# TASK BRIEF
Copy all of the data below line for line, without changing a single character.

Stored entries
'''

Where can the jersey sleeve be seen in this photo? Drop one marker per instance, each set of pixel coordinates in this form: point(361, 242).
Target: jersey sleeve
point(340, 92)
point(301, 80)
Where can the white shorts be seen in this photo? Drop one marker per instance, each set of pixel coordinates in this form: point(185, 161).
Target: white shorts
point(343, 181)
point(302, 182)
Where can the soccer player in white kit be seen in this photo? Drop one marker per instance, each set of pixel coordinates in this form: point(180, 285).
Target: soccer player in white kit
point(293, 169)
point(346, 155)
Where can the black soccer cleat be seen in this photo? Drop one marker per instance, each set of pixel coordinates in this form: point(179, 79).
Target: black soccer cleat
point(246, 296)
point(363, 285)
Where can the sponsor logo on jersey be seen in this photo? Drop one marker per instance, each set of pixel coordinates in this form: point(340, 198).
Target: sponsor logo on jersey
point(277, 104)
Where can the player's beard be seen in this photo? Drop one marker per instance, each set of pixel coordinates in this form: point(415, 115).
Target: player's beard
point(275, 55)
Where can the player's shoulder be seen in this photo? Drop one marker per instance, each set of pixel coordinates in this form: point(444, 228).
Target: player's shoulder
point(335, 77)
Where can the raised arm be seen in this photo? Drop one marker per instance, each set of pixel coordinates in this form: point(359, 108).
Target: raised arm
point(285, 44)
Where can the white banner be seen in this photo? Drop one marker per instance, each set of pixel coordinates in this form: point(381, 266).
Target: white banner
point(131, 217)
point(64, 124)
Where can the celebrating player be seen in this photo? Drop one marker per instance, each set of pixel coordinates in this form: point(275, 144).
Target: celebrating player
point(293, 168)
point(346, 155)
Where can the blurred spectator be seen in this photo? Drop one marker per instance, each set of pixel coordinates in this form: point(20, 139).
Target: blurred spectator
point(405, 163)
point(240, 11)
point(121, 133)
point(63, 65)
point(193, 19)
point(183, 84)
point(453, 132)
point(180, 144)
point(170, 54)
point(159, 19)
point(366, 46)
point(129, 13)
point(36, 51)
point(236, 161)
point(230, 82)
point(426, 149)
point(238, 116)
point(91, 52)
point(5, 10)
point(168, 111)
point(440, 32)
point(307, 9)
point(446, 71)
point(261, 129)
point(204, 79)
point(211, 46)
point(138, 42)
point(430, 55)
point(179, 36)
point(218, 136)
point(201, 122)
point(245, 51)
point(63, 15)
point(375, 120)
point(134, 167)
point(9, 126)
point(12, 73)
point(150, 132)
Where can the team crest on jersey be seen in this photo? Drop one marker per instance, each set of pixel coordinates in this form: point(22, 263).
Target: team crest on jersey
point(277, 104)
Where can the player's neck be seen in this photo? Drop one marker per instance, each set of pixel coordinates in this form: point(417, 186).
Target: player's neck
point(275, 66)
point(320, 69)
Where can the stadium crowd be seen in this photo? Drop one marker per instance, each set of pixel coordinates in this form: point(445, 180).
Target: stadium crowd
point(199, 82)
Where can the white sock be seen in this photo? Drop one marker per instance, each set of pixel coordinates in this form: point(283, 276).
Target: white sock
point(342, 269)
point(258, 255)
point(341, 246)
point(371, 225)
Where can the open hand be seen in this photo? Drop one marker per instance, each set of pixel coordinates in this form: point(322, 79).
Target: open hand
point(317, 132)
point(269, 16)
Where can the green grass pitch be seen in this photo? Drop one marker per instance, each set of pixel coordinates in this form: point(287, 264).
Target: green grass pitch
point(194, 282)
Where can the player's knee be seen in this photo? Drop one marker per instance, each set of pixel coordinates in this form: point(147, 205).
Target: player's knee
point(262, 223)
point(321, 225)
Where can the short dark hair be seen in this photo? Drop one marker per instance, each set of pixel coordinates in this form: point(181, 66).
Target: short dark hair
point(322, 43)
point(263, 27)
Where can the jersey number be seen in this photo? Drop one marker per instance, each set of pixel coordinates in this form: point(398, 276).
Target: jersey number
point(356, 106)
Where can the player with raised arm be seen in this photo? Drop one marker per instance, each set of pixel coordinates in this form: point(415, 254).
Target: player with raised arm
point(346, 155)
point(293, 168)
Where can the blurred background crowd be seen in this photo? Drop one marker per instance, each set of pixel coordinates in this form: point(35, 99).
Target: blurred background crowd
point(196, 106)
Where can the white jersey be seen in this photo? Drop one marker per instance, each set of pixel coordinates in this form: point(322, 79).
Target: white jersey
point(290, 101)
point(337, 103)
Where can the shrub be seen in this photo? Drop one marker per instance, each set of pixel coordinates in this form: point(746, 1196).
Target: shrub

'''

# THE RESPONSE
Where can the jersey sleeve be seen in this photo? Drop one marker per instance, each set of pixel coordinates in this form: point(361, 242).
Target: jersey sleeve
point(340, 92)
point(301, 80)
Where can the white shorts be seen in this photo? Drop one marker per instance, each set of pixel coordinates in this form: point(185, 161).
Target: white shorts
point(343, 181)
point(302, 182)
Where can the soccer player in white kit be seen in this photo? Drop one marker per instance, each set of pixel coordinates in this form: point(180, 285).
Target: soccer player in white kit
point(293, 169)
point(346, 155)
Where can the black soccer cleat be seen in this photo? Drop one marker per instance, each set of pixel coordinates in this form: point(179, 79).
Target: black soccer cleat
point(246, 296)
point(363, 285)
Where can the sponsor logo on jersey be seen in this photo? Drop one marker per instance, each set of pixel coordinates in this form: point(340, 198).
Target: sponsor logo on jersey
point(277, 104)
Where can the player's beard be seen in this photo? Drop one marker per instance, each set of pixel coordinates in this form: point(415, 115).
Target: player's beard
point(275, 55)
Where can the player's shoulder be seen in this photo? Drop one marker per instance, each set of pixel coordinates in this form: point(444, 228).
Target: player's shoulder
point(335, 77)
Where can the raised arm be seen in this photo? Drop one marker per instance, each set of pixel coordinates in this form: point(359, 108).
Target: raised arm
point(285, 44)
Where can the white banner be seen in this photo? Drop one marker per instance, each set of pixel coordinates in this form: point(381, 266).
Target: white banner
point(131, 217)
point(64, 124)
Where can the celebrating player be seen in this photo? Drop one marker per instance, each set of pixel coordinates in this form: point(275, 144).
Target: celebrating player
point(293, 168)
point(346, 155)
Where can the blurred spectator be seen in this photo? Drop one marker per instance, each set of pixel coordinates in this form: point(20, 139).
Target: blurred spectator
point(405, 163)
point(240, 11)
point(121, 133)
point(63, 65)
point(193, 19)
point(183, 84)
point(453, 132)
point(180, 144)
point(170, 54)
point(159, 19)
point(366, 46)
point(129, 13)
point(36, 51)
point(236, 161)
point(230, 82)
point(426, 149)
point(238, 116)
point(91, 52)
point(5, 10)
point(168, 111)
point(440, 32)
point(307, 9)
point(446, 71)
point(261, 129)
point(204, 79)
point(211, 46)
point(138, 42)
point(430, 55)
point(179, 36)
point(218, 136)
point(201, 122)
point(245, 51)
point(63, 15)
point(375, 120)
point(134, 167)
point(9, 126)
point(12, 73)
point(150, 132)
Where can the team crest on jersey be seen in this photo? Drop one marker per instance, each set of pixel coordinates in this form: point(22, 263).
Target: team crest on jersey
point(277, 104)
Where can the player's neck be seen in this photo? Drop one marker per instance, each set of pixel coordinates in this form: point(417, 186).
Target: player's neck
point(275, 66)
point(320, 69)
Where can the stadium crowd be seen in this photo? Drop one marker per instance, each set of pixel coordinates in this form: point(445, 180).
Target: stadium crowd
point(199, 82)
Where can the white sock be seen in this photo? Drop one marker per instance, each set of pixel coordinates in this form: point(283, 276).
Target: white sock
point(342, 269)
point(258, 255)
point(341, 246)
point(371, 225)
Where can the open hand be seen in this photo? Drop one marker per instance, each set of pixel coordinates in this form: point(322, 79).
Target: open hand
point(317, 132)
point(269, 16)
Where can the green grass pitch be seen in this photo? Drop one marker per instance, each set of pixel coordinates in this form: point(287, 264).
Target: green grass pitch
point(194, 282)
Where can the player's knee be seen in this photo? Drop one marker per instance, each set of pixel coordinates in this form: point(147, 205).
Target: player's knee
point(262, 223)
point(321, 225)
Where can the short dark hair be seen in this photo? Drop one marker per instance, each set of pixel coordinates in this form: point(181, 66).
Target: short dark hair
point(322, 43)
point(263, 27)
Where can the jersey number be seen in this photo? Drop one marker per instance, each set of pixel coordinates in this form: point(398, 276).
Target: jersey number
point(356, 106)
Where can the player with raised arm be seen in this photo? Drop one marker per instance, each set of pixel coordinates in this form: point(415, 254).
Target: player with raised arm
point(346, 155)
point(293, 168)
Where can the blurred background crowd be seen in this photo? Drop one marker per instance, each set of pixel coordinates in this form: point(35, 99).
Target: blurred background crowd
point(196, 106)
Where can the white jersey be seen in this photo? Drop one marker per instance, each set of pixel coordinates in this form: point(322, 79).
Target: white jersey
point(290, 101)
point(337, 103)
Where can the shrub be seen in this photo? Drop one marker per instance, each set of pixel coordinates in this form: point(746, 1196).
Target: shrub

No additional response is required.